(Exercise data Opens)

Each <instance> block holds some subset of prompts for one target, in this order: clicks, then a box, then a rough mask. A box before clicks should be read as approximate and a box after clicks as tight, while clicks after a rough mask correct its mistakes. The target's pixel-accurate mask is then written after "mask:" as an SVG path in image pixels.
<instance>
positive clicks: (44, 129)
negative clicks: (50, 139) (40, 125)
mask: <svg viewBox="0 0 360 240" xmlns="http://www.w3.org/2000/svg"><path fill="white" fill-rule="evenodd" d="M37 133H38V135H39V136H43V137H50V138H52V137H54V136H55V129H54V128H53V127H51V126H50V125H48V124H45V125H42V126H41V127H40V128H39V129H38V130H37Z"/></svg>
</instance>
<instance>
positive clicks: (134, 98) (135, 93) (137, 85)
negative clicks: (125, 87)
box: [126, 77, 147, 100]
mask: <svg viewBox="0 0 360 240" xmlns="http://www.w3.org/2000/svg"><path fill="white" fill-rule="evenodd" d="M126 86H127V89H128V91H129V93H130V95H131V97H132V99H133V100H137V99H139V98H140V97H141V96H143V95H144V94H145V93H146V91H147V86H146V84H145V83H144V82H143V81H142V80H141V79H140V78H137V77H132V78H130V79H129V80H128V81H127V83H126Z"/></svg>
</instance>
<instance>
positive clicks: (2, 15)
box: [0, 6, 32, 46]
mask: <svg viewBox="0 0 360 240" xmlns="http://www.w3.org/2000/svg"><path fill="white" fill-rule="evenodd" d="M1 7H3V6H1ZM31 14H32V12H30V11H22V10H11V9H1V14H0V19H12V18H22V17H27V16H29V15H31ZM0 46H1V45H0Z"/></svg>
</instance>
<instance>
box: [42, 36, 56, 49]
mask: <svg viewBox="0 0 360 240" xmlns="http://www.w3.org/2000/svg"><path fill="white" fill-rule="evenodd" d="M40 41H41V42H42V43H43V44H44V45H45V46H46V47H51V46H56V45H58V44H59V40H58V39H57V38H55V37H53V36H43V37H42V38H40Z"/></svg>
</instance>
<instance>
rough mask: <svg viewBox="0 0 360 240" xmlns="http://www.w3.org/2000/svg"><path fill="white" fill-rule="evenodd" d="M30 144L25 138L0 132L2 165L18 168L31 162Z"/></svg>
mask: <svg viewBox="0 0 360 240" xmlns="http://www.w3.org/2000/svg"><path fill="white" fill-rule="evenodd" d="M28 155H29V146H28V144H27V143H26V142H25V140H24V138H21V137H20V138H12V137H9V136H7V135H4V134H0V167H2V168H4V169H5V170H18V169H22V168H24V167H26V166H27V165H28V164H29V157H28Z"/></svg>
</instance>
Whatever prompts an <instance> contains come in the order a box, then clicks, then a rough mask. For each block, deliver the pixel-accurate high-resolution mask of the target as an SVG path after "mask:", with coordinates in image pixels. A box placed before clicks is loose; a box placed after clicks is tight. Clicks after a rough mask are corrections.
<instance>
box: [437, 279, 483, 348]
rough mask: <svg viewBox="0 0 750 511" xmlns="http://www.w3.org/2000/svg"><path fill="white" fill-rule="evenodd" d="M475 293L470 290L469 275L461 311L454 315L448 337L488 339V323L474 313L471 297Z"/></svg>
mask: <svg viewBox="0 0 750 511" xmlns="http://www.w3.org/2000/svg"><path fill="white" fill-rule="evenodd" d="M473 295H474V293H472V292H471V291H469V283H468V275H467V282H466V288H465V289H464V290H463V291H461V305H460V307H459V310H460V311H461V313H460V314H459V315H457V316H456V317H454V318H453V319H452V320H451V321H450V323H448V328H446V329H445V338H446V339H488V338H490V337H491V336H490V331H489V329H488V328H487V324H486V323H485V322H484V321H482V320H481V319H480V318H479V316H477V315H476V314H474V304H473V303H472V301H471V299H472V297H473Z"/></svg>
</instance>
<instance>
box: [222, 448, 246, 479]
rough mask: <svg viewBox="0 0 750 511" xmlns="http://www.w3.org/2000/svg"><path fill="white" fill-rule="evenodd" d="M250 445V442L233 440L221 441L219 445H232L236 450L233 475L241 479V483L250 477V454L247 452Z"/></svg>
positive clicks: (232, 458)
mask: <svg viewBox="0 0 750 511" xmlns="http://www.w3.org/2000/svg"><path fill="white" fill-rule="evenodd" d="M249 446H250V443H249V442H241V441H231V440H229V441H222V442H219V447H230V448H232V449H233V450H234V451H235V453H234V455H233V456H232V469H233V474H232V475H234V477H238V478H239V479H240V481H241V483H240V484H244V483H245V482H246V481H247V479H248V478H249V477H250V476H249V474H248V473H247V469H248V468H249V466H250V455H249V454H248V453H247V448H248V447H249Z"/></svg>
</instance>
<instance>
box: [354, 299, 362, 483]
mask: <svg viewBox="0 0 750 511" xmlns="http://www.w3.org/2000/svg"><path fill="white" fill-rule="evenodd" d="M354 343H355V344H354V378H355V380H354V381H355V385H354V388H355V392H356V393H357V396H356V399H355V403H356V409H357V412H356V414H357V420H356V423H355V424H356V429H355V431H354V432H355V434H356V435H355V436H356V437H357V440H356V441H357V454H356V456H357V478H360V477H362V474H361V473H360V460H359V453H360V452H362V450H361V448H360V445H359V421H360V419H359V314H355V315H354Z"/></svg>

(Exercise data Closes)

Pull out each line of the data above that contains the word "image".

Result below
Each <instance> block holds some subset of prompts for one target, in this order: clicks, then a box, then a rough mask. A box before clicks should be read as approximate and a box after clicks as tight, while clicks after a rough mask correct its mistakes. The target's pixel-accurate mask is then written after "mask:" as an SVG path in image pixels.
Whatever prompts an <instance> contains come in the order a box, then clicks, then a rough mask. For each block, deliver the pixel-accurate high-resolution mask of the target as an SVG path after "mask:", with coordinates in image pixels. A box placed before clicks is loose; a box placed after clicks is tight. Clicks after a rough mask are corrections.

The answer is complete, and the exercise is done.